Required task » Report only the number of lines in the items below that contain the string "channel".

## begin

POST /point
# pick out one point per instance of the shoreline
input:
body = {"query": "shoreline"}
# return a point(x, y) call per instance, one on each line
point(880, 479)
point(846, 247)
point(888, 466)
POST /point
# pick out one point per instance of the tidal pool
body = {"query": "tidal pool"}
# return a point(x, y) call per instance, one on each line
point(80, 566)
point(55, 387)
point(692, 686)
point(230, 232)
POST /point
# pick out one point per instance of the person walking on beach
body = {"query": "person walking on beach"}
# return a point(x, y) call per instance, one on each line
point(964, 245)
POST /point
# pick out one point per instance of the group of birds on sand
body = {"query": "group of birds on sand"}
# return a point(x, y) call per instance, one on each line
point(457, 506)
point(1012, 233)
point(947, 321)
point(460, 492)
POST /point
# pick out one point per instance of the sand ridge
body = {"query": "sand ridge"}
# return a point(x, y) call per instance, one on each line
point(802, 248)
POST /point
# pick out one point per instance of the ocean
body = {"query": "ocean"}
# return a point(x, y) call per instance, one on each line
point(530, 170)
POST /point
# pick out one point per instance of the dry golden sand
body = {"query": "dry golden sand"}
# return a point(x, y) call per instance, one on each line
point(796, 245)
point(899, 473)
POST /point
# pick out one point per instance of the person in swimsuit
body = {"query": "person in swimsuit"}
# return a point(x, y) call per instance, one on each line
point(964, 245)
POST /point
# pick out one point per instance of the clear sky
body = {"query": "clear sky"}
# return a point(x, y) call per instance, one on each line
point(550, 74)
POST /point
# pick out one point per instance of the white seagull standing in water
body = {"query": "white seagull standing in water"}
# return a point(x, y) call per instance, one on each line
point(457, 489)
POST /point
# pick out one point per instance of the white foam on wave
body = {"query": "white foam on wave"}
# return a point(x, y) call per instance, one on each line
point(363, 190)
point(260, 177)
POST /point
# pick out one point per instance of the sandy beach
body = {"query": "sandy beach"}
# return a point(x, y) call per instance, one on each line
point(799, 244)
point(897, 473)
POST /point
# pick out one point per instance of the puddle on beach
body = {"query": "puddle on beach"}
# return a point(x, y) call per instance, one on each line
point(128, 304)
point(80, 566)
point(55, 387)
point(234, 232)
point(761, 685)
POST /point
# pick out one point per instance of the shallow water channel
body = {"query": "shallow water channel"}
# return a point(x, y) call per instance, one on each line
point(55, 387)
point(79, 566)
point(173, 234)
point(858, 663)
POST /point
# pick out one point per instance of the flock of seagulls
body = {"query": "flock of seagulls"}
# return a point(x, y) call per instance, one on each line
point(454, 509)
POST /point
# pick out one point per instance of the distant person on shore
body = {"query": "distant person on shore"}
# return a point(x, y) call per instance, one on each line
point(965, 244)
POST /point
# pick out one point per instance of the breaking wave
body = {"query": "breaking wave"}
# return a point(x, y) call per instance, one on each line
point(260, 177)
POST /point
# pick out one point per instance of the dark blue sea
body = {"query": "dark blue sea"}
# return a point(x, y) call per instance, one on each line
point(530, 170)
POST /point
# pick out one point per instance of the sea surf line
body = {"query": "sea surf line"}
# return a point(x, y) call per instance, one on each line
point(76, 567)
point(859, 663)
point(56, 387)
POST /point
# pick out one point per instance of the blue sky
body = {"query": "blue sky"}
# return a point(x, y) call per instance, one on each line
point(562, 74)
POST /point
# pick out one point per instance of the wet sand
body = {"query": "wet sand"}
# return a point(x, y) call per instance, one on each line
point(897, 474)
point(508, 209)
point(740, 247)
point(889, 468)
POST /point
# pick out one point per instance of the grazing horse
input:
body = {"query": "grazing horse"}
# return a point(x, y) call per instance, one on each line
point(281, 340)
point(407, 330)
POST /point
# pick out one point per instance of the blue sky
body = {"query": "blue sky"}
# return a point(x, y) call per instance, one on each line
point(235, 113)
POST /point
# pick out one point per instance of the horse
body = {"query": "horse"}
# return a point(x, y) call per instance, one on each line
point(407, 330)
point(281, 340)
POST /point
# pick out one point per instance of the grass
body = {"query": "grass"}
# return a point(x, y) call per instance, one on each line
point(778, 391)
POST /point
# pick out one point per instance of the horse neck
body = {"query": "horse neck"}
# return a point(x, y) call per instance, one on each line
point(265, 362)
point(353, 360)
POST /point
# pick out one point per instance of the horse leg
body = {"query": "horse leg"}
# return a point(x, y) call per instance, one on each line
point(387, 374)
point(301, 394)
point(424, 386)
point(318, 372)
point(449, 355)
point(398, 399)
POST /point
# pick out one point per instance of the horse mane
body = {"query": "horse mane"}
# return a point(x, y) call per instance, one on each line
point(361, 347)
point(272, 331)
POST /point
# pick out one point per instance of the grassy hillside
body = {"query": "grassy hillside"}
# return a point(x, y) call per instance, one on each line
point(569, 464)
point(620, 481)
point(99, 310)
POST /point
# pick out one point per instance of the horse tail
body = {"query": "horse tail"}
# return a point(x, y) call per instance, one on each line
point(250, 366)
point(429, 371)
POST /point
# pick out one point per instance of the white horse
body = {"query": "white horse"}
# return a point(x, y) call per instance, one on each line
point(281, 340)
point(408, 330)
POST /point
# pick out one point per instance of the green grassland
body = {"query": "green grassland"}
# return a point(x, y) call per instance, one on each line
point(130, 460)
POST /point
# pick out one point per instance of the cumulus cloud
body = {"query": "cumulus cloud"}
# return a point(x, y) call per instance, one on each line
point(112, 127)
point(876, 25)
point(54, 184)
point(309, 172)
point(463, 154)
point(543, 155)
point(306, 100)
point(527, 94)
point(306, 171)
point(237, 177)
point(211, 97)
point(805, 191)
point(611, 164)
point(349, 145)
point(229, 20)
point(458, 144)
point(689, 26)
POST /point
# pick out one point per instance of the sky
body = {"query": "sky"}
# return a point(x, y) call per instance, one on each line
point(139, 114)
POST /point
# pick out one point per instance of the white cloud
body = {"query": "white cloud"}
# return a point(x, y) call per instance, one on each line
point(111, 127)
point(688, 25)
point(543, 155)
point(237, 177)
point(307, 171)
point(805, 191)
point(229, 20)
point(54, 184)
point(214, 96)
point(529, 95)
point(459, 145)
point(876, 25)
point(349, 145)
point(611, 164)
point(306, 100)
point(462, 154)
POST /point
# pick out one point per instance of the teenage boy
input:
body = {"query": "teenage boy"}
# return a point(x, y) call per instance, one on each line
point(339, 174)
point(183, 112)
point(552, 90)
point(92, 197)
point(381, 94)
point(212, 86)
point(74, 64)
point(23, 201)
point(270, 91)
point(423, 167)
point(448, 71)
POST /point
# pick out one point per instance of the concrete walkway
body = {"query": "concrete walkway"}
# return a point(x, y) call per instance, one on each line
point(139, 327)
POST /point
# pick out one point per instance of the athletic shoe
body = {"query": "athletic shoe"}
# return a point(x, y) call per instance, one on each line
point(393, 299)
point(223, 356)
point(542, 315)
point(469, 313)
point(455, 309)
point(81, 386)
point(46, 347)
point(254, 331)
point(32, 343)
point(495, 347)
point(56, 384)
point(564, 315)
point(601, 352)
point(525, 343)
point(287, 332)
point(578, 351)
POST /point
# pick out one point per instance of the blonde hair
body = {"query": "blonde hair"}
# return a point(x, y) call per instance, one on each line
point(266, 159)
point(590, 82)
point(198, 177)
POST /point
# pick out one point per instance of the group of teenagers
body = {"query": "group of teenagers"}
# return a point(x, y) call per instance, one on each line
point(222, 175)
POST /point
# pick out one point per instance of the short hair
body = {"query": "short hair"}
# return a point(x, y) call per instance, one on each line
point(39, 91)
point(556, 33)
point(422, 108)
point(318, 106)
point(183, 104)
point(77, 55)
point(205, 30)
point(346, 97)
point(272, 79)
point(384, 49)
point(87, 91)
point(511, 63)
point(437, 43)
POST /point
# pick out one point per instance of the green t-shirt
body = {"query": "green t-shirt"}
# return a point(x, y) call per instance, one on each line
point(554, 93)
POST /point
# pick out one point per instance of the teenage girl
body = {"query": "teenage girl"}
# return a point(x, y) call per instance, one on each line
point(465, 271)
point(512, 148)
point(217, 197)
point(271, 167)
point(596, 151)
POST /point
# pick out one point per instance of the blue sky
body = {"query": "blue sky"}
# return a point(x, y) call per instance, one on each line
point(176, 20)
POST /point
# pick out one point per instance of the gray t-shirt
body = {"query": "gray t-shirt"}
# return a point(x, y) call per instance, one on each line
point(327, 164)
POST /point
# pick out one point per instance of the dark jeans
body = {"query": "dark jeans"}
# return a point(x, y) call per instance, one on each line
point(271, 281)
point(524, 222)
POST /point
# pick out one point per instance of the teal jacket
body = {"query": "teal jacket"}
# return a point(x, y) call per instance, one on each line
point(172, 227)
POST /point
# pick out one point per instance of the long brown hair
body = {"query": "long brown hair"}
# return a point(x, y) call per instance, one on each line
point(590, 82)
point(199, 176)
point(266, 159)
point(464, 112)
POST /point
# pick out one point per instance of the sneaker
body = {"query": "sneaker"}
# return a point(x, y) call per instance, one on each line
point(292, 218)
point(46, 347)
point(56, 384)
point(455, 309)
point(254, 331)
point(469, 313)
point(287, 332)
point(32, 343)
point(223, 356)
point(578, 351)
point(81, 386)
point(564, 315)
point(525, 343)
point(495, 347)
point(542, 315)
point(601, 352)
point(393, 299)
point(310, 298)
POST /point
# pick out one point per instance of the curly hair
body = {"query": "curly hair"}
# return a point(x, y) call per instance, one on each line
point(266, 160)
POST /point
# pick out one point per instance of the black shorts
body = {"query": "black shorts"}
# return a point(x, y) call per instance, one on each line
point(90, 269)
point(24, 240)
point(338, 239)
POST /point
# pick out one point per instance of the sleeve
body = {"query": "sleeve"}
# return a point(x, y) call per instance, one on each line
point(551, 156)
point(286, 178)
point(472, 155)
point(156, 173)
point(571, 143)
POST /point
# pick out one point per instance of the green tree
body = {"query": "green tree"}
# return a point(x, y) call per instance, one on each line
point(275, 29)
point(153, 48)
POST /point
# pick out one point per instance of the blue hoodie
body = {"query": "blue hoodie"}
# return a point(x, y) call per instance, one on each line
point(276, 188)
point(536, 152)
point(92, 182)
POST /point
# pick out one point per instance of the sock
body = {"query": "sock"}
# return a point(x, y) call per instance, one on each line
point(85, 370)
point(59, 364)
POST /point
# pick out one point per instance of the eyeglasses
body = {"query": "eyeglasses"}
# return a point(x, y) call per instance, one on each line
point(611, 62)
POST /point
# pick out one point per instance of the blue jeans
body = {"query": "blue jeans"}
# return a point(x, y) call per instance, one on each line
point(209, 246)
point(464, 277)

## end

Solution for this exercise » 2